● Dataset records:
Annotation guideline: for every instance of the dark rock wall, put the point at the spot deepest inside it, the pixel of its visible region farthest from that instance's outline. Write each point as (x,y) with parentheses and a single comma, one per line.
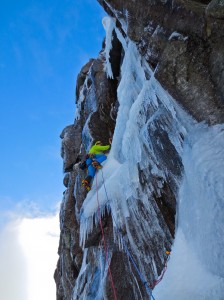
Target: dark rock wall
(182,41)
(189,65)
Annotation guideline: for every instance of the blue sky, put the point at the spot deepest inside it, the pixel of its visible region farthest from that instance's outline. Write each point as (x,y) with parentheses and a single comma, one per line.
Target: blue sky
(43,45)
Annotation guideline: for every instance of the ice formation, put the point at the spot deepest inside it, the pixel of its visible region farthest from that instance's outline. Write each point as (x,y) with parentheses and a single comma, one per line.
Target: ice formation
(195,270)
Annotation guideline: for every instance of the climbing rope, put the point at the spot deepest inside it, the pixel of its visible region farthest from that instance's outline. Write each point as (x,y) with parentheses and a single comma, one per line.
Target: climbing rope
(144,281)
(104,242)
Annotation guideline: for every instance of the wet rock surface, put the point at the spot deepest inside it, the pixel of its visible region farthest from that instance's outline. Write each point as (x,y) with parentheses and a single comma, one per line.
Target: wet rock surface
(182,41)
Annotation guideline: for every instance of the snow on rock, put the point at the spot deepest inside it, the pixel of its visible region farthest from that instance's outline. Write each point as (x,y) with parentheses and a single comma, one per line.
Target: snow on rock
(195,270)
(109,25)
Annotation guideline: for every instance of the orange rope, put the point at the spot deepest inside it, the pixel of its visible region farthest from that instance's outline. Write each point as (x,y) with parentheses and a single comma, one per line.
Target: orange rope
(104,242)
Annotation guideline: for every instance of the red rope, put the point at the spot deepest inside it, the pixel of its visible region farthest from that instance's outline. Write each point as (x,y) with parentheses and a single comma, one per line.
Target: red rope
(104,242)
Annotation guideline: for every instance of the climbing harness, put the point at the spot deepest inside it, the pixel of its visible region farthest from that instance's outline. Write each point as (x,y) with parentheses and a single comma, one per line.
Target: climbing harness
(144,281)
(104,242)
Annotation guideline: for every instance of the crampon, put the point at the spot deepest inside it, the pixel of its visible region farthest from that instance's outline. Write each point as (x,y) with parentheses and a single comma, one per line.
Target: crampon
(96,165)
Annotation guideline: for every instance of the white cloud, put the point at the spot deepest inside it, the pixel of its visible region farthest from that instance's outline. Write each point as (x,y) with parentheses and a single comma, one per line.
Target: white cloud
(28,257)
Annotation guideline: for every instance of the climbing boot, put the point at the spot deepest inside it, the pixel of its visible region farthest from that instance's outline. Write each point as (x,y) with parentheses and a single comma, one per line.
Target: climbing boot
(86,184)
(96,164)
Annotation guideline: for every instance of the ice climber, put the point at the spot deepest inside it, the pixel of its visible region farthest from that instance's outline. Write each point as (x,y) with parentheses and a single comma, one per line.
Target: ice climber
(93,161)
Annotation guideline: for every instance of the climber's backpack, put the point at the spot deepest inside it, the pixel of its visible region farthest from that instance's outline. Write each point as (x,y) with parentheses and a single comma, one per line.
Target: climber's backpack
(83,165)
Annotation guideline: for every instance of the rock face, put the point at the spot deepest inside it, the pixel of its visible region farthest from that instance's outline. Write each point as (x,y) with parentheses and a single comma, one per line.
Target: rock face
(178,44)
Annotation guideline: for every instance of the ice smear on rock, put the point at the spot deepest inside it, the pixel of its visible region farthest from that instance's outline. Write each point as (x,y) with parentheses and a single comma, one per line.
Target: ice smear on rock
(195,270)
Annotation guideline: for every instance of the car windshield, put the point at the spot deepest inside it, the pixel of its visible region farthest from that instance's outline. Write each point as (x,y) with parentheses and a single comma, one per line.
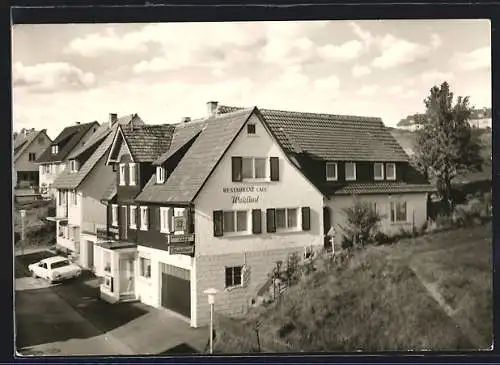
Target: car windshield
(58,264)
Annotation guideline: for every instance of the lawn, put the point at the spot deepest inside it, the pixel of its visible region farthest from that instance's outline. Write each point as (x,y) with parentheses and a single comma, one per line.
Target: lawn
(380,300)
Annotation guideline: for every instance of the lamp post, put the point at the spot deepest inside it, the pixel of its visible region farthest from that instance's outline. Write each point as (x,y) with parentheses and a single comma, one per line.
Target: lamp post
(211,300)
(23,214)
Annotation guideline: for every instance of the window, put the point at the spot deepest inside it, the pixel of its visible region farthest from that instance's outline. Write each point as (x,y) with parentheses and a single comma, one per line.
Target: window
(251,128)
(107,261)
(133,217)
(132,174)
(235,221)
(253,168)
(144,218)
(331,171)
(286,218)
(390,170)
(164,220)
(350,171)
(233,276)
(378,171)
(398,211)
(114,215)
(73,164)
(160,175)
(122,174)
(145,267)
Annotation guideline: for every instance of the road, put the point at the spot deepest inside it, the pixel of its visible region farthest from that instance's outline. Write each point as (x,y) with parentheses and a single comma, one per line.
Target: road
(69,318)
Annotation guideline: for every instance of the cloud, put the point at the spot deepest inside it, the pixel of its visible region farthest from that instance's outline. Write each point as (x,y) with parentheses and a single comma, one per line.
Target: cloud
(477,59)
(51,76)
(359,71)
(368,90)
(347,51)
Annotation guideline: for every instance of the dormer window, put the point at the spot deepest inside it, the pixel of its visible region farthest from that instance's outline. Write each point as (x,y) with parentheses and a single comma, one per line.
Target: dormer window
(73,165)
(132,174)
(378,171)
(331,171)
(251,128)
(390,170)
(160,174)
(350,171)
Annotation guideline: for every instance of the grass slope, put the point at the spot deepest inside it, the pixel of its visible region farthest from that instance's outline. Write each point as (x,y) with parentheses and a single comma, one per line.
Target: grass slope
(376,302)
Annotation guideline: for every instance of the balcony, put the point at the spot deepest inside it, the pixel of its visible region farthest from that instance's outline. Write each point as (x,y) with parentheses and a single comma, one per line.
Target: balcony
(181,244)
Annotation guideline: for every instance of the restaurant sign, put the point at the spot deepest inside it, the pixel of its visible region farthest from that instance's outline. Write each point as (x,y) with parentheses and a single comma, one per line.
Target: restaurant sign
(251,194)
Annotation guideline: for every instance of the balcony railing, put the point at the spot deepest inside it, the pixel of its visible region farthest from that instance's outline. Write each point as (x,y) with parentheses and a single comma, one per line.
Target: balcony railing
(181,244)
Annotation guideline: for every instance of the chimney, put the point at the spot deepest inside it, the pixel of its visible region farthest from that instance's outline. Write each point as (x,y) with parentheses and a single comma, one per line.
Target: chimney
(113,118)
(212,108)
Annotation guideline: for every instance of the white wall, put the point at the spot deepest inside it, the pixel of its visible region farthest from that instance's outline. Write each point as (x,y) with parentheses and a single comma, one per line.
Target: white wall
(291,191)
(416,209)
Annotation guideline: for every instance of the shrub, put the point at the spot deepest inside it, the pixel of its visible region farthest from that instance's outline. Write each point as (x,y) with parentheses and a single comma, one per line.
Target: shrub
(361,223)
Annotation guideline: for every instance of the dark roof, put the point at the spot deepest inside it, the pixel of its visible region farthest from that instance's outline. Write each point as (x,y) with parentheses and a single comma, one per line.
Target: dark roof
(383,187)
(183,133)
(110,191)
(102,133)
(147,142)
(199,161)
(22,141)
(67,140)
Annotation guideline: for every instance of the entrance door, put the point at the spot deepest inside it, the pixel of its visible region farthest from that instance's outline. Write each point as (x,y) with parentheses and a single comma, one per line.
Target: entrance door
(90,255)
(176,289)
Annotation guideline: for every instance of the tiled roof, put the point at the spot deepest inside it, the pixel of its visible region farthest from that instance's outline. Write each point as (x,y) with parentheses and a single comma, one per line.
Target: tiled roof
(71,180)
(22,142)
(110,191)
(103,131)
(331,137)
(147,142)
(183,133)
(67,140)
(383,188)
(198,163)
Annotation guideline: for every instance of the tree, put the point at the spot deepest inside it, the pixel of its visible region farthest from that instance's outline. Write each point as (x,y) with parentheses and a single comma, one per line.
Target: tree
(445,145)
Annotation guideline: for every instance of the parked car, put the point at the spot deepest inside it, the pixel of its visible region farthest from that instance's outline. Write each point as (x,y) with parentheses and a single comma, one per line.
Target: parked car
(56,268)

● EXERCISE: The answer must be the lines from the first one in the records through the line containing "Annotation guideline: for every instance of the blue", copied exactly, with no pictures.

● SOLVED EXERCISE:
Annotation guideline: for every instance of the dark rock wall, put the point at the spot deepest inside it, the pixel of its visible region farthest from that instance's outline. Write each point as (x,y) with parentheses and a single comma, one per line.
Target: dark rock wall
(182,41)
(189,65)
Annotation guideline: for every instance of the blue sky, put the point at the spot deepest inside it, the pixel of its visible region farthest from that instance's outline. Write each point as (x,y) with parentheses and a single comma, one per line.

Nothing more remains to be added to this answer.